Friday, January 13, 2023

Rewatching Lost The Way Dharma Intended: What Looking At Lost on VHS Makes Me Think of About The Show and How It Was First Presented to Us

 

 

Pilot, Part 1

 

I have rewatched Lost regularly every two years ever since the series finale. For a while I used streaming services, then DVD’s, then a combination. But because I have a very retro personality, I’ve always liked watching any old TV series on a video recording. I did this throughout the series original run, but this has been a habit dear to my heart for decades, well past the DVD and streaming era. (They will have to pry my VHS-DVD combo from my cold dead hands.)

During the end of the 2010s while looking for merchandise on eBay that was Lost related (I have bought basically every incarnation of Lost action figures over the years) I came across something I didn’t think I’d find anywhere, even on eBay. A collection of the first three seasons of Lost recorded on VHS for roughly $30. I ordered that day. At best, I thought they might be from when it was syndication. No, someone had recorded it from when it originally aired. And with very few omissions due to the problems of age, the entire series was there. About a year later, I managed to find most of Season 4 and 5 on VHS on eBay as well (I don’t think from the same seller) and I previously owned most of the sixth season that I had never taped over. In the past year, I’ve managed to complete the collection with a few exceptions that I don’t mind the DVD’s substituting for.

**MATERIAL SUPPLIED:**
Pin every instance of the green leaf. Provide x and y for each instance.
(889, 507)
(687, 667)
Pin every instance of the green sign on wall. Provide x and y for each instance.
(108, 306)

**REQUIRED TASKS:**
(a) According to the post about rewatching Lost on VHS, roughly how much did the tapes of the first three seasons cost on eBay?
(b) Using the post about rewatching Lost on VHS, mark each statement yes or no and quote the words that settle it. (i) The writer has rewatched Lost every two years since the series finale. (ii) The tapes of the first three seasons were recorded when the show was in syndication. (iii) The writer bought the sixth season on eBay.
(c) List every format or service the post about rewatching Lost on VHS names as a way the writer has watched TV series.

**ACTIVITY ANSWERS:**
(a) Roughly $30.

(b)
(i) Yes: "I have rewatched Lost regularly every two years ever since the series finale."
(ii) No: "No, someone had recorded it from when it originally aired."
(iii) No: "I previously owned most of the sixth season that I had never taped over."

(c) Streaming services, DVDs, video recordings (VHS)